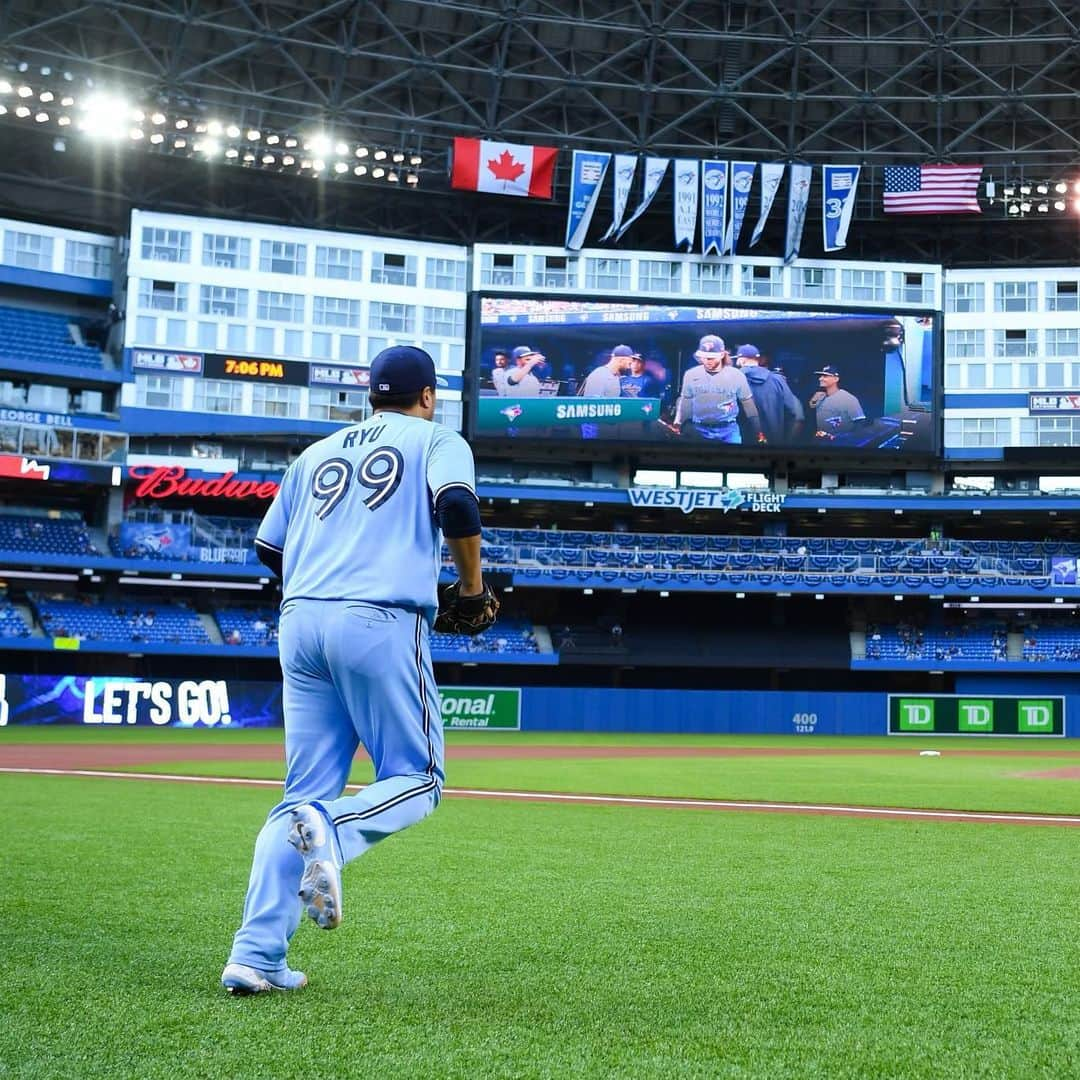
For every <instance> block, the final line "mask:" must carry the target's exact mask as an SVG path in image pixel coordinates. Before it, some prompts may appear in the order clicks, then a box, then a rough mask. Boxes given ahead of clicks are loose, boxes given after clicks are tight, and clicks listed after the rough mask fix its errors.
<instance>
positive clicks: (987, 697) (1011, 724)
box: [888, 693, 1065, 738]
mask: <svg viewBox="0 0 1080 1080" xmlns="http://www.w3.org/2000/svg"><path fill="white" fill-rule="evenodd" d="M888 731H889V734H891V735H1044V737H1045V735H1056V737H1058V738H1061V737H1064V734H1065V699H1064V698H1062V697H1052V696H1050V694H1045V696H1035V694H1031V696H1030V697H1001V696H995V697H986V696H982V694H971V696H970V697H964V696H961V694H945V693H940V694H910V696H908V694H900V693H890V694H889V727H888Z"/></svg>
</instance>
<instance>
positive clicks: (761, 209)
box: [750, 164, 785, 247]
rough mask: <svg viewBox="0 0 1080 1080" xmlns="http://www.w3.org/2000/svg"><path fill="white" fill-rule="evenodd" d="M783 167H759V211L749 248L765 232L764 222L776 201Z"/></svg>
mask: <svg viewBox="0 0 1080 1080" xmlns="http://www.w3.org/2000/svg"><path fill="white" fill-rule="evenodd" d="M784 168H785V166H784V165H771V164H767V165H762V166H761V210H760V212H759V213H758V215H757V225H755V226H754V232H753V234H752V235H751V238H750V246H751V247H753V246H754V245H755V244H756V243H757V242H758V241H759V240H760V239H761V233H762V232H765V222H766V221H768V219H769V214H770V213H771V211H772V204H773V203H774V202H775V200H777V192H778V191H779V190H780V181H781V180H782V179H783V178H784Z"/></svg>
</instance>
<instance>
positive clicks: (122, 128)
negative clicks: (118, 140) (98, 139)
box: [79, 94, 132, 139]
mask: <svg viewBox="0 0 1080 1080" xmlns="http://www.w3.org/2000/svg"><path fill="white" fill-rule="evenodd" d="M131 111H132V110H131V106H129V105H127V103H126V102H124V100H123V99H122V98H120V97H114V96H112V95H110V94H91V96H90V97H87V98H86V100H85V103H83V106H82V120H81V121H80V123H79V130H80V131H82V132H84V133H85V134H86V135H91V136H93V137H94V138H100V139H118V138H123V136H124V135H126V134H127V130H129V120H130V117H131Z"/></svg>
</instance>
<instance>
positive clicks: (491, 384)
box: [491, 349, 510, 397]
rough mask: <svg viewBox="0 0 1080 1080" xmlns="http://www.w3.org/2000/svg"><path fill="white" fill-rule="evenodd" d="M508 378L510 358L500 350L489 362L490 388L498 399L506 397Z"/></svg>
mask: <svg viewBox="0 0 1080 1080" xmlns="http://www.w3.org/2000/svg"><path fill="white" fill-rule="evenodd" d="M509 378H510V357H509V356H508V355H507V354H505V353H504V352H503V351H502V350H501V349H500V350H499V351H498V352H497V353H496V354H495V357H494V360H492V361H491V386H492V387H495V392H496V393H497V394H498V395H499V396H500V397H505V396H507V380H508V379H509Z"/></svg>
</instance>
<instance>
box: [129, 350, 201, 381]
mask: <svg viewBox="0 0 1080 1080" xmlns="http://www.w3.org/2000/svg"><path fill="white" fill-rule="evenodd" d="M131 356H132V367H133V368H134V369H135V370H136V372H167V373H168V374H170V375H202V364H203V354H202V353H201V352H170V351H168V350H164V349H132V350H131Z"/></svg>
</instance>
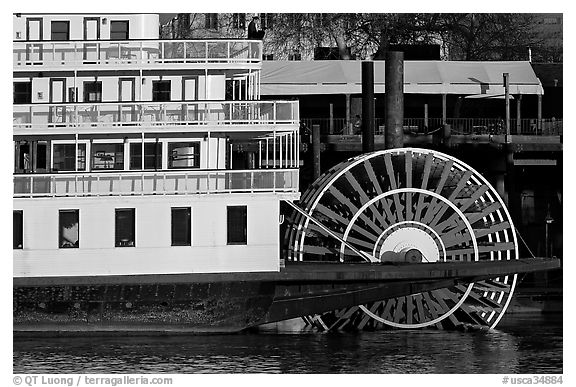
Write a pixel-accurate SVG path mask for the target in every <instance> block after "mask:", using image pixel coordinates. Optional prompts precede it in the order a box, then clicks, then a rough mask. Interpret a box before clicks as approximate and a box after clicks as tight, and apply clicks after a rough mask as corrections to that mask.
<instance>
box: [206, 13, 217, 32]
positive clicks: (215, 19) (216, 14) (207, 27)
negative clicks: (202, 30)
mask: <svg viewBox="0 0 576 387" xmlns="http://www.w3.org/2000/svg"><path fill="white" fill-rule="evenodd" d="M204 19H205V22H204V27H205V28H206V29H209V30H217V29H218V14H217V13H205V14H204Z"/></svg>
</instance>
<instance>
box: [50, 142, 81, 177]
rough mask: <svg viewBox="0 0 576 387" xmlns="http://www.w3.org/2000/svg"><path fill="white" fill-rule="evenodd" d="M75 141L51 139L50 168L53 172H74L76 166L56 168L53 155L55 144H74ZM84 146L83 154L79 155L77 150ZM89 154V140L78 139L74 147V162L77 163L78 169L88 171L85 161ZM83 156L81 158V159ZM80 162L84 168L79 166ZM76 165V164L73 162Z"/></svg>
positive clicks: (72, 145) (79, 153)
mask: <svg viewBox="0 0 576 387" xmlns="http://www.w3.org/2000/svg"><path fill="white" fill-rule="evenodd" d="M74 144H75V142H74V141H68V140H53V141H51V142H50V170H51V171H53V172H56V173H58V172H74V171H76V168H75V167H74V168H72V169H57V168H56V167H55V156H56V146H62V145H67V146H72V147H73V146H74ZM82 147H83V148H84V156H82V155H81V152H80V151H79V150H80V149H81V148H82ZM89 154H90V149H89V141H88V140H80V141H78V147H77V148H76V158H77V160H76V163H77V165H78V171H82V172H85V171H88V163H87V161H88V160H87V157H88V155H89ZM82 157H83V159H82ZM82 163H83V164H84V168H82V167H81V165H82ZM75 166H76V164H75Z"/></svg>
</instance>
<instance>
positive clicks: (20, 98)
mask: <svg viewBox="0 0 576 387" xmlns="http://www.w3.org/2000/svg"><path fill="white" fill-rule="evenodd" d="M19 103H32V82H14V104H19Z"/></svg>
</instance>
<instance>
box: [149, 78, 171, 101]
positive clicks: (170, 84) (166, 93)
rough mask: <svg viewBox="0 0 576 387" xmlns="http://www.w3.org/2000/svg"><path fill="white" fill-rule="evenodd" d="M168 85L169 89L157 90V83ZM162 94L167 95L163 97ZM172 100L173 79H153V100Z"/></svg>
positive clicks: (152, 83) (152, 96) (152, 91)
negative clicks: (172, 81)
mask: <svg viewBox="0 0 576 387" xmlns="http://www.w3.org/2000/svg"><path fill="white" fill-rule="evenodd" d="M163 84H164V85H168V90H155V87H156V86H157V85H163ZM160 96H165V97H164V98H167V99H162V98H159V97H160ZM171 100H172V81H171V80H169V79H158V80H154V81H152V102H170V101H171Z"/></svg>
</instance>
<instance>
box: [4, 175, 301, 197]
mask: <svg viewBox="0 0 576 387" xmlns="http://www.w3.org/2000/svg"><path fill="white" fill-rule="evenodd" d="M238 192H243V193H257V192H278V193H282V192H286V193H290V192H298V170H297V169H254V170H209V171H207V170H186V171H149V172H148V171H147V172H142V171H134V172H131V171H123V172H97V173H96V172H73V173H61V174H19V175H14V197H16V198H21V197H63V196H70V197H78V196H110V195H114V196H124V195H176V194H179V195H180V194H182V195H191V194H216V193H238Z"/></svg>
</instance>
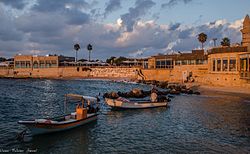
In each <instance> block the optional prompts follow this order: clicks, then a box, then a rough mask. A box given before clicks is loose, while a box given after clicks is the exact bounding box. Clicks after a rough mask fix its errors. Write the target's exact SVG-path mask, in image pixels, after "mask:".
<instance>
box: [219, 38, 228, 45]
mask: <svg viewBox="0 0 250 154" xmlns="http://www.w3.org/2000/svg"><path fill="white" fill-rule="evenodd" d="M220 44H221V45H222V46H228V47H229V46H230V39H229V38H227V37H224V38H223V39H222V41H221V42H220Z"/></svg>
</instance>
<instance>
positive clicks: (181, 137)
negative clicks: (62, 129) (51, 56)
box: [0, 79, 250, 153]
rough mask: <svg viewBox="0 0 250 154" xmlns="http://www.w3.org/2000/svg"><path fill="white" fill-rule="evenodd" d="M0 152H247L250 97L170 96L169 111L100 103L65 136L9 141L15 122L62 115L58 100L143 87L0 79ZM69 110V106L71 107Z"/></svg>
mask: <svg viewBox="0 0 250 154" xmlns="http://www.w3.org/2000/svg"><path fill="white" fill-rule="evenodd" d="M0 85H1V91H0V103H1V108H0V111H1V114H0V120H1V123H0V145H1V147H0V148H4V149H6V148H20V149H27V148H30V149H37V150H38V152H39V153H156V152H159V153H168V152H169V153H187V152H188V153H206V152H208V153H248V152H250V97H249V95H244V94H233V93H223V92H216V93H214V92H212V91H208V92H205V93H203V94H202V95H200V96H195V95H180V96H176V97H175V98H174V99H173V100H172V101H171V102H170V107H169V108H165V107H163V108H155V109H143V110H126V111H112V110H110V108H108V107H107V106H106V105H105V104H104V102H103V101H104V100H103V99H102V100H101V103H102V107H101V112H100V114H99V116H98V120H97V121H96V122H93V123H91V124H89V125H86V126H81V127H78V128H76V129H72V130H69V131H65V132H59V133H55V134H49V135H40V136H35V137H32V136H26V138H25V140H24V141H23V142H20V141H16V140H15V139H14V137H15V135H16V133H17V132H20V131H22V130H23V129H24V128H25V127H23V126H20V125H17V123H16V122H17V121H18V120H23V119H32V118H39V117H46V116H49V117H51V116H55V115H58V114H63V101H64V99H63V96H64V94H66V93H77V94H83V95H91V96H96V95H98V93H99V92H100V93H101V94H103V93H105V92H107V91H118V90H120V91H128V90H131V89H132V88H134V87H139V88H141V89H144V90H148V89H150V87H148V86H145V85H134V84H125V83H115V82H110V81H98V80H6V79H1V80H0ZM72 108H73V106H72Z"/></svg>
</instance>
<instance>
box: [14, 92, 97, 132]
mask: <svg viewBox="0 0 250 154" xmlns="http://www.w3.org/2000/svg"><path fill="white" fill-rule="evenodd" d="M68 102H74V103H77V106H76V109H75V112H72V113H69V114H65V115H63V116H58V117H53V118H41V119H35V120H21V121H18V123H19V124H23V125H25V126H26V127H27V128H28V129H29V130H30V131H31V133H32V135H38V134H45V133H53V132H58V131H64V130H68V129H72V128H75V127H77V126H80V125H84V124H87V123H89V122H92V121H95V120H97V115H98V114H97V112H98V109H99V104H98V101H97V98H95V97H90V96H82V95H77V94H66V95H65V103H64V112H65V113H66V112H67V103H68Z"/></svg>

====

Action item
Please print the lines again without any changes, starting with the line that contains "152H247L250 97L170 96L169" and continuing through the last line of the listing.

Task output
rough mask: <svg viewBox="0 0 250 154" xmlns="http://www.w3.org/2000/svg"><path fill="white" fill-rule="evenodd" d="M0 152H247L250 97L170 96L169 111L100 103L65 136L9 141L15 122L62 115L58 100L143 87L0 79ZM69 110V106L71 107Z"/></svg>
mask: <svg viewBox="0 0 250 154" xmlns="http://www.w3.org/2000/svg"><path fill="white" fill-rule="evenodd" d="M0 85H1V91H0V103H1V108H0V111H1V114H0V120H1V123H0V145H1V147H0V148H4V149H6V148H20V149H27V148H30V149H37V150H38V152H39V153H156V152H159V153H168V152H169V153H187V152H188V153H206V152H208V153H248V152H250V97H249V95H244V94H233V93H223V92H216V93H214V92H212V91H208V92H205V93H203V94H202V95H200V96H195V95H180V96H176V97H175V98H174V99H173V100H172V101H171V102H170V107H169V108H165V107H163V108H155V109H143V110H126V111H112V110H110V108H108V107H107V106H106V105H105V104H104V102H103V101H104V100H103V99H102V100H101V103H102V107H101V112H100V114H99V116H98V120H97V121H96V122H93V123H91V124H89V125H86V126H81V127H78V128H76V129H72V130H69V131H65V132H59V133H55V134H49V135H40V136H35V137H32V136H26V138H25V140H24V141H23V142H20V141H16V140H15V139H14V137H15V135H16V133H17V132H20V131H22V130H23V129H24V128H25V127H23V126H20V125H17V123H16V122H17V121H18V120H23V119H32V118H39V117H46V116H49V117H51V116H55V115H58V114H63V101H64V99H63V96H64V94H66V93H77V94H83V95H91V96H96V95H98V93H99V92H100V93H101V94H103V93H105V92H107V91H118V90H120V91H128V90H131V89H132V88H134V87H139V88H141V89H144V90H148V89H150V87H148V86H145V85H134V84H125V83H115V82H110V81H98V80H6V79H1V80H0ZM72 108H73V106H72Z"/></svg>
</instance>
<instance>
box: [14, 92, 97, 132]
mask: <svg viewBox="0 0 250 154" xmlns="http://www.w3.org/2000/svg"><path fill="white" fill-rule="evenodd" d="M68 102H74V103H77V106H76V109H75V112H72V113H69V114H65V115H63V116H58V117H53V118H41V119H35V120H21V121H18V123H19V124H23V125H25V126H26V127H27V128H28V129H29V130H30V131H31V133H32V135H38V134H45V133H53V132H58V131H64V130H68V129H72V128H75V127H77V126H80V125H84V124H87V123H89V122H92V121H95V120H97V115H98V114H97V112H98V109H99V104H98V101H97V98H95V97H90V96H82V95H77V94H66V95H65V103H64V112H65V113H66V112H67V103H68Z"/></svg>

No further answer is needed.